Exercise description:
Copy out every row below that contains the word "black".

# # # #

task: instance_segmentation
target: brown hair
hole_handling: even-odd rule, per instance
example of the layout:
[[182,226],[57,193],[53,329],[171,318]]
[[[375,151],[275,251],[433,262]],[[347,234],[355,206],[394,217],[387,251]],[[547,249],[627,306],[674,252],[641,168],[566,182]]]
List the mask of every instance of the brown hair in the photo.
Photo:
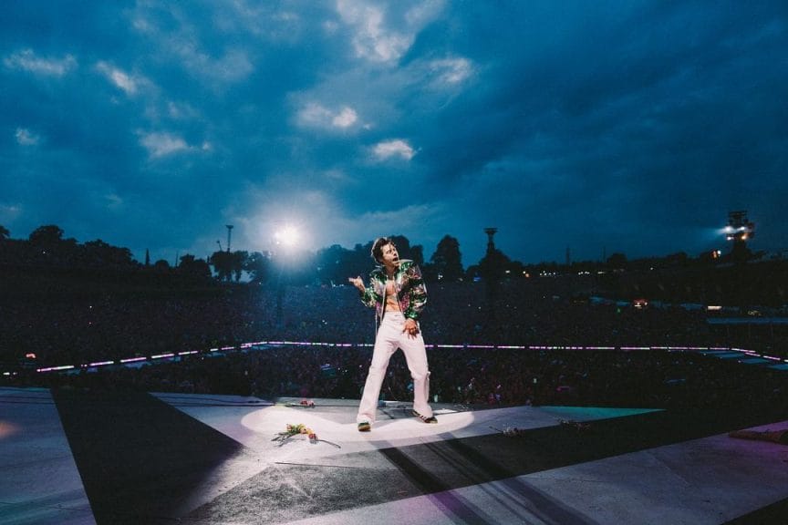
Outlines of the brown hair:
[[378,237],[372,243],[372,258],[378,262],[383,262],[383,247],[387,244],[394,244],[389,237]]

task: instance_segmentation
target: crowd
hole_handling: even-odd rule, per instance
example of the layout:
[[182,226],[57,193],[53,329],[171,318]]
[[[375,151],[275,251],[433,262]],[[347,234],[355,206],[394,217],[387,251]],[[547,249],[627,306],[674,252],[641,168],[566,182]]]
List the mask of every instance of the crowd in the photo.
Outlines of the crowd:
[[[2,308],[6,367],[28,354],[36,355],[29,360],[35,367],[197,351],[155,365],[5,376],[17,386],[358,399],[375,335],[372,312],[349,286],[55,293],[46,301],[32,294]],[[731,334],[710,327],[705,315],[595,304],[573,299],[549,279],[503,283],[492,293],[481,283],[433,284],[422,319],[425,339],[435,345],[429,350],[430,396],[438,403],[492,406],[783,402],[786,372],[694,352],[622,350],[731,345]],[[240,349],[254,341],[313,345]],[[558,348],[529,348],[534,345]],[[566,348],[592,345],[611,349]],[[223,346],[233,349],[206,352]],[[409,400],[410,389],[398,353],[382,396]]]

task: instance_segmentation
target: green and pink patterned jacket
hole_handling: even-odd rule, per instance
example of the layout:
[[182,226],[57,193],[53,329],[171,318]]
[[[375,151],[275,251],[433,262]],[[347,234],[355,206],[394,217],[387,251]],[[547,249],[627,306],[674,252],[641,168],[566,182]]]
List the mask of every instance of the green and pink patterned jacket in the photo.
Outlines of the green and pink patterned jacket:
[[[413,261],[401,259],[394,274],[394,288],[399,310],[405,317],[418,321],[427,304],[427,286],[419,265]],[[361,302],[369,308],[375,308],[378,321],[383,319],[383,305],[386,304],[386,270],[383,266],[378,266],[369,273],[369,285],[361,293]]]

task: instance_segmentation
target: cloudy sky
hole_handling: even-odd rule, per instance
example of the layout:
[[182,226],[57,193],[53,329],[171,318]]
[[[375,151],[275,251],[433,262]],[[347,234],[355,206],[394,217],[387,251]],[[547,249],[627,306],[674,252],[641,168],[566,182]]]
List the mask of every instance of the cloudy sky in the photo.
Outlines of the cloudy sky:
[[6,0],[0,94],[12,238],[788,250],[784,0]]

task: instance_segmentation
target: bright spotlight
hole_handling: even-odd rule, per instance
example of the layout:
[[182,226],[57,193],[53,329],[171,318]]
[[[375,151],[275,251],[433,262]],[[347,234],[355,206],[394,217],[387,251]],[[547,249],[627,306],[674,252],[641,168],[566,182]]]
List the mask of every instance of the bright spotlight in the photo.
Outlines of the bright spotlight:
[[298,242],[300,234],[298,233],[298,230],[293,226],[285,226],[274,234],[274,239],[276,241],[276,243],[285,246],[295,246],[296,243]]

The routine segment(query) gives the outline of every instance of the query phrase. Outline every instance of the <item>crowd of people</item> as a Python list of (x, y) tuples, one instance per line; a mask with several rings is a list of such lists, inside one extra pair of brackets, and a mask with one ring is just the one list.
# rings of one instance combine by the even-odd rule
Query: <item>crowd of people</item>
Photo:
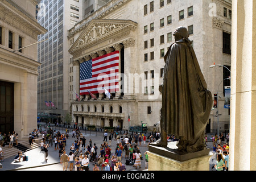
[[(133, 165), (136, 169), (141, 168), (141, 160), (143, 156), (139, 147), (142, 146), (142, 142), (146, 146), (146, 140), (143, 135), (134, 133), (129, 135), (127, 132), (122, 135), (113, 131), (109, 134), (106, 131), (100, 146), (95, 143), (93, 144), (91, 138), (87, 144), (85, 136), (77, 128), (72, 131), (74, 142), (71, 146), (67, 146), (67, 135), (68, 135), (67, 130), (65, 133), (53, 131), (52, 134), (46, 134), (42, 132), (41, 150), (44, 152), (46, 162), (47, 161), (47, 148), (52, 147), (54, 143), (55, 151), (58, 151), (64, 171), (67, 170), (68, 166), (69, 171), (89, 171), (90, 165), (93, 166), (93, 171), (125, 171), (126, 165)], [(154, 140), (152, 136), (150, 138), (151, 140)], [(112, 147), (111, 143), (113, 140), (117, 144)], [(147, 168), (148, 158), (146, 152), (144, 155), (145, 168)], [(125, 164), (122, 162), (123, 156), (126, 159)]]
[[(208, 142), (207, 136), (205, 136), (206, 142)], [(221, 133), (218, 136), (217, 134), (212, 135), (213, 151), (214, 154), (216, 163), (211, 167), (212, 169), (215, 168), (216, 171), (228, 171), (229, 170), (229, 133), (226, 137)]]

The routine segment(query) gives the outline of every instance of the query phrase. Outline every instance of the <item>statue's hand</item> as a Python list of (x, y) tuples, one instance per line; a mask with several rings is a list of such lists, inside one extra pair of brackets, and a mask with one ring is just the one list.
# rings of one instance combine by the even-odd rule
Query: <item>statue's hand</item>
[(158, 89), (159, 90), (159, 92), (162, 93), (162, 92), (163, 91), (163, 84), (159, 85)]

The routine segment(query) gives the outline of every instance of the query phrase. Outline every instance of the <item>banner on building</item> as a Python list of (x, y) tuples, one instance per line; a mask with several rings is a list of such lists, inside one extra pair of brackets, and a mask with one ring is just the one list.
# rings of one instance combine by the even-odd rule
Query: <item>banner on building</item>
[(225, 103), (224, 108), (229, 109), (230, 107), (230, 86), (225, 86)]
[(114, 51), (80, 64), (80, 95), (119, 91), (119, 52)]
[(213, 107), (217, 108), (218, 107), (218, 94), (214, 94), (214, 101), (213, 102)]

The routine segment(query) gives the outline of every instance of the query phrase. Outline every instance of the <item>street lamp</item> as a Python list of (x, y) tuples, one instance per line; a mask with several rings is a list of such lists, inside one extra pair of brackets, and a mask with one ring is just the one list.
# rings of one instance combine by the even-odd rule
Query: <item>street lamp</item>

# # # #

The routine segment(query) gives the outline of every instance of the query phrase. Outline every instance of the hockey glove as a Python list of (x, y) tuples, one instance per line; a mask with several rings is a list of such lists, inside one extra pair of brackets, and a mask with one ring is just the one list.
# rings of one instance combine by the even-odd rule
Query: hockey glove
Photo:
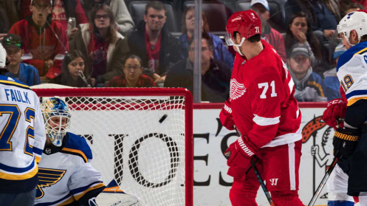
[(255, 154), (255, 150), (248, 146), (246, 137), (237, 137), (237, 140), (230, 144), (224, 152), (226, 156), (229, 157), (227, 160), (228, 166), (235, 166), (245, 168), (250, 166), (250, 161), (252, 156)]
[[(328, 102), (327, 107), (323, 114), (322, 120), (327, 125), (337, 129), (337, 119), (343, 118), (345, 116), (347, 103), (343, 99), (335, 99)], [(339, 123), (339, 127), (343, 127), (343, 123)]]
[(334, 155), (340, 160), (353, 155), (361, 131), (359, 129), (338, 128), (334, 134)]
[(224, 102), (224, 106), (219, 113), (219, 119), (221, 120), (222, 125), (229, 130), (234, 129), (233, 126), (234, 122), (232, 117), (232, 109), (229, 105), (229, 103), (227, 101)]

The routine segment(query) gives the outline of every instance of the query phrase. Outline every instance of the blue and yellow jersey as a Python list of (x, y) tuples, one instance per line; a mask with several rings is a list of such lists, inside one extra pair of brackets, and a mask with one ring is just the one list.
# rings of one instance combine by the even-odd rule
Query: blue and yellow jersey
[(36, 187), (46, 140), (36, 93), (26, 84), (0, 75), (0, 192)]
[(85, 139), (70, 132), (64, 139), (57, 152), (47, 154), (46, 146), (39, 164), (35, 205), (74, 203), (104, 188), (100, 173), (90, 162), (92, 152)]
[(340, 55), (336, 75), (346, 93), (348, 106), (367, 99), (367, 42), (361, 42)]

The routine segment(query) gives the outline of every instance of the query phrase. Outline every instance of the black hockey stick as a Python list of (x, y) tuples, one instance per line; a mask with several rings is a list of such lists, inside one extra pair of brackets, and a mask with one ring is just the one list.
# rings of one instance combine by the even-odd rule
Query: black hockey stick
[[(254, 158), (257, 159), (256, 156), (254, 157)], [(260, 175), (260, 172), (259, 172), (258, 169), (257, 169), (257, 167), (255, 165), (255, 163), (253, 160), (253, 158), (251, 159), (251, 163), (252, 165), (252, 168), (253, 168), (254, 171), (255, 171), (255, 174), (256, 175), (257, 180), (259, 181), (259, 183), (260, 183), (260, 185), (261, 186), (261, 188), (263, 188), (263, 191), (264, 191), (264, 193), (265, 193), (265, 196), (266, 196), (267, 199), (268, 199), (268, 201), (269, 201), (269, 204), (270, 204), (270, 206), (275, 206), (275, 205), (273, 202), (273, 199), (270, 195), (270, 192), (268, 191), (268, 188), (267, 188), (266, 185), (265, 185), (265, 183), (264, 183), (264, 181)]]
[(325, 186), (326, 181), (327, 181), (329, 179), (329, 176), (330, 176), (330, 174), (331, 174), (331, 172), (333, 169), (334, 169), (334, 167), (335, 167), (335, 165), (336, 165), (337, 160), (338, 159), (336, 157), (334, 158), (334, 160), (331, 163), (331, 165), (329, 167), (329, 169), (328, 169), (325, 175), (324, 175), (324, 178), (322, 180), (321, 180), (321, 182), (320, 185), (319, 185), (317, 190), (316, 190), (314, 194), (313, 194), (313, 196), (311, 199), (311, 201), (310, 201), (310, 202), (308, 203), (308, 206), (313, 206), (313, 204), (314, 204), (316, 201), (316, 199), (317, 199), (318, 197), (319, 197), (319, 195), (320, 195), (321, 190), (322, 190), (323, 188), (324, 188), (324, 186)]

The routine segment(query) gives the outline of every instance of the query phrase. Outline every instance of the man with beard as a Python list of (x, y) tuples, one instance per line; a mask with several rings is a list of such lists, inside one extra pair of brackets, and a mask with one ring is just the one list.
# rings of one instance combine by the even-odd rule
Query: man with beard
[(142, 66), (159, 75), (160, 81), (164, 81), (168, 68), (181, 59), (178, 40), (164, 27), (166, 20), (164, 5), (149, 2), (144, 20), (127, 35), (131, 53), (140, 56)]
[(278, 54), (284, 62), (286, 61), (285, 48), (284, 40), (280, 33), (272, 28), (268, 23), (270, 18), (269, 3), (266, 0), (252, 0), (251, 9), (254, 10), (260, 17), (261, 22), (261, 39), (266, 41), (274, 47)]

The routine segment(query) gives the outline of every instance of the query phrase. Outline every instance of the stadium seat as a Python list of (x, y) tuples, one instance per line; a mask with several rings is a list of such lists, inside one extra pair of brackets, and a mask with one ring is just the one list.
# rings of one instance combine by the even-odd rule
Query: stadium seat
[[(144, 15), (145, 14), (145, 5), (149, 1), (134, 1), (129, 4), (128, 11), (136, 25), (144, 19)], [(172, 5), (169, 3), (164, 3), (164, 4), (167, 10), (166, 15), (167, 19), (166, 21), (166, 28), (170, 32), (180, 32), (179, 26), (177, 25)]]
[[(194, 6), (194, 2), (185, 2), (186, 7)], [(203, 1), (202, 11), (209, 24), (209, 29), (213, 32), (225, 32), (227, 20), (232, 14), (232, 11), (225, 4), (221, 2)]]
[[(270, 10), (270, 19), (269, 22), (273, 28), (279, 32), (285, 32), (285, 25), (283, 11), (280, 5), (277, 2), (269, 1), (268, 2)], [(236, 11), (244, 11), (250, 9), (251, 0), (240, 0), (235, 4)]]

# # # #

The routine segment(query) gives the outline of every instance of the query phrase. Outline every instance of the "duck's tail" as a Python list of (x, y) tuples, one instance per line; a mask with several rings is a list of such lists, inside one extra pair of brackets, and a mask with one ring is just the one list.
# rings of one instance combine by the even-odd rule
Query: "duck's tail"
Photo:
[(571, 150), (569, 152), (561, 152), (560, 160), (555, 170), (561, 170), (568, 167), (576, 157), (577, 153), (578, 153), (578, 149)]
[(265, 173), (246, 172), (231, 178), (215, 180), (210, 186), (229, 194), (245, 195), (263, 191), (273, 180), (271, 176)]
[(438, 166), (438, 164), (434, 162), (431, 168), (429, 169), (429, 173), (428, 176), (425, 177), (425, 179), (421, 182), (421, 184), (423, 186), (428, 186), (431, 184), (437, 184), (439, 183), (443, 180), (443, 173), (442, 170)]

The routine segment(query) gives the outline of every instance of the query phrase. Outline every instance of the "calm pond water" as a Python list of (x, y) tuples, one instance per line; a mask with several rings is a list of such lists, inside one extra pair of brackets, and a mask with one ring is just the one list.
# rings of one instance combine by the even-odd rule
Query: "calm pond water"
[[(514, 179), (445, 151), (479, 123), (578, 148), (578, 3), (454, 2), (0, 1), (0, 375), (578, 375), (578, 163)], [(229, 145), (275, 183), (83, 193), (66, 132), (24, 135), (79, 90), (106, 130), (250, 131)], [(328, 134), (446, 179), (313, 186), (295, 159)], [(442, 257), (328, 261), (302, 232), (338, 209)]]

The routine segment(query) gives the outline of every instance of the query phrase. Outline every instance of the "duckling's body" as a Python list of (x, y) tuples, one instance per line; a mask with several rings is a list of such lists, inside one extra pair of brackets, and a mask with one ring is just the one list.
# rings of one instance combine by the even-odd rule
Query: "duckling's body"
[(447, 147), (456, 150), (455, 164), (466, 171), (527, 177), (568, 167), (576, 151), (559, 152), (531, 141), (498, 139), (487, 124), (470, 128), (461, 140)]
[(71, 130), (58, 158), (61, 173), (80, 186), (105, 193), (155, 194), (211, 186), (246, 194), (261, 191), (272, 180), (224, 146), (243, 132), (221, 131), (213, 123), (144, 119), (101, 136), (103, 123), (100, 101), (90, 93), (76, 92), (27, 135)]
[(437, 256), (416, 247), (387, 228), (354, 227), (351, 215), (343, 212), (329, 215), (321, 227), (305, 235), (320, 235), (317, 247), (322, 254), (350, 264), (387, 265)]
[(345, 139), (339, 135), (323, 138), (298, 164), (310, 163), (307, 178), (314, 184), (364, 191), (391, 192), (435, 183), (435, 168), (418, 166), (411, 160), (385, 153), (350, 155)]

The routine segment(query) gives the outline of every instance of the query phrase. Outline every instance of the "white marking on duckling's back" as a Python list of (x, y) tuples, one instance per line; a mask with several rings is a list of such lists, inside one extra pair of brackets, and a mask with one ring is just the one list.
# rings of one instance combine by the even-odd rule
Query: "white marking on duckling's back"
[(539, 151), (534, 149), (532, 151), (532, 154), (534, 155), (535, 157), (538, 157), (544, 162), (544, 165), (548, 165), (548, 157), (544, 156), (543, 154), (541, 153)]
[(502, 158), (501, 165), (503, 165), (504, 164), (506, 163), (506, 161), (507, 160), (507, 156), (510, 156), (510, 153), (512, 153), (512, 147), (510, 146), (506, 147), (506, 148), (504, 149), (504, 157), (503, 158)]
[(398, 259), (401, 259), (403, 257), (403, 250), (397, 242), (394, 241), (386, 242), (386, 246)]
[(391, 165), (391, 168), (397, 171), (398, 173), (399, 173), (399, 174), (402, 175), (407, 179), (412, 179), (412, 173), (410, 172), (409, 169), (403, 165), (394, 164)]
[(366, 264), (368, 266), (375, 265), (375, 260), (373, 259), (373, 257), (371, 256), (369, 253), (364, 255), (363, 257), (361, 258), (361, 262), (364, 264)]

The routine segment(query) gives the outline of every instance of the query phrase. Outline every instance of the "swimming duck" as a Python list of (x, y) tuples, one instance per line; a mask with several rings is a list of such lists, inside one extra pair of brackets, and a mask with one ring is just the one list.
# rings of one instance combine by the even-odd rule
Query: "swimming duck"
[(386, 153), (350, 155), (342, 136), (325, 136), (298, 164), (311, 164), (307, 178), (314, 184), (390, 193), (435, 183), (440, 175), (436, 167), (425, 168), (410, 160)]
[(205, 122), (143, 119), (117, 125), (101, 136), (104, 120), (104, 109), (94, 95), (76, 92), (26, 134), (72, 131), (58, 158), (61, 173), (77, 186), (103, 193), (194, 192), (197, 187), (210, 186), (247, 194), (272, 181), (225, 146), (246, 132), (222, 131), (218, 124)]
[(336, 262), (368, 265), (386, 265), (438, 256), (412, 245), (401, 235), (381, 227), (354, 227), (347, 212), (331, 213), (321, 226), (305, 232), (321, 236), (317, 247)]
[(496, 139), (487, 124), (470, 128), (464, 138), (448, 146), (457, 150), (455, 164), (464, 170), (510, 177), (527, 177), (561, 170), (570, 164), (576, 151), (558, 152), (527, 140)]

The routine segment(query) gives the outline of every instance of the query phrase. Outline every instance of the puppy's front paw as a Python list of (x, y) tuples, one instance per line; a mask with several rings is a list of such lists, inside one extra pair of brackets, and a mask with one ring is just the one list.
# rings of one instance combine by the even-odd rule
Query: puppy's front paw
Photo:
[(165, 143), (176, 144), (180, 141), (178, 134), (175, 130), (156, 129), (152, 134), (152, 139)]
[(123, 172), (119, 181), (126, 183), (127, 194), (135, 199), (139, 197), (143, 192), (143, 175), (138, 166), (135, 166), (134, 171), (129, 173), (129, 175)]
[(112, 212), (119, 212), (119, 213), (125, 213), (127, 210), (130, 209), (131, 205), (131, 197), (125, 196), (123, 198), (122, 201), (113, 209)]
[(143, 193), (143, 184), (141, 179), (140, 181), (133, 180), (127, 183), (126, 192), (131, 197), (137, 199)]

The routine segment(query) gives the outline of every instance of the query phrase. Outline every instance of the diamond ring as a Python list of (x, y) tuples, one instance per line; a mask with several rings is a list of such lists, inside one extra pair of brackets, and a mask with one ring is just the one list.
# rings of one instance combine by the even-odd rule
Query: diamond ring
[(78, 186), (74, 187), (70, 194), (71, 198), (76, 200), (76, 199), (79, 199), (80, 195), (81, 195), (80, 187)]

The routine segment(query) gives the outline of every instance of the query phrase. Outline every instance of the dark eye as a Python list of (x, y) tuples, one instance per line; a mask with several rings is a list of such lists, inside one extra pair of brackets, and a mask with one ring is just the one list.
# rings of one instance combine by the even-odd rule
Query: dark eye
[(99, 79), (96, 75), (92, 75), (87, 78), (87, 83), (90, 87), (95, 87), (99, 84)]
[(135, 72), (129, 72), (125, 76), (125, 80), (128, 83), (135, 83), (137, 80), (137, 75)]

# # # #

The result:
The routine segment(query) gives the outline of every instance of the query phrase. Outline every instance of the black hockey stick as a Python list of (x, y) tuples, one instance per line; a mask with several rings is a list of such lists, inside one extra pair of brackets, and a mask with one ring is just the one list.
Query: black hockey stick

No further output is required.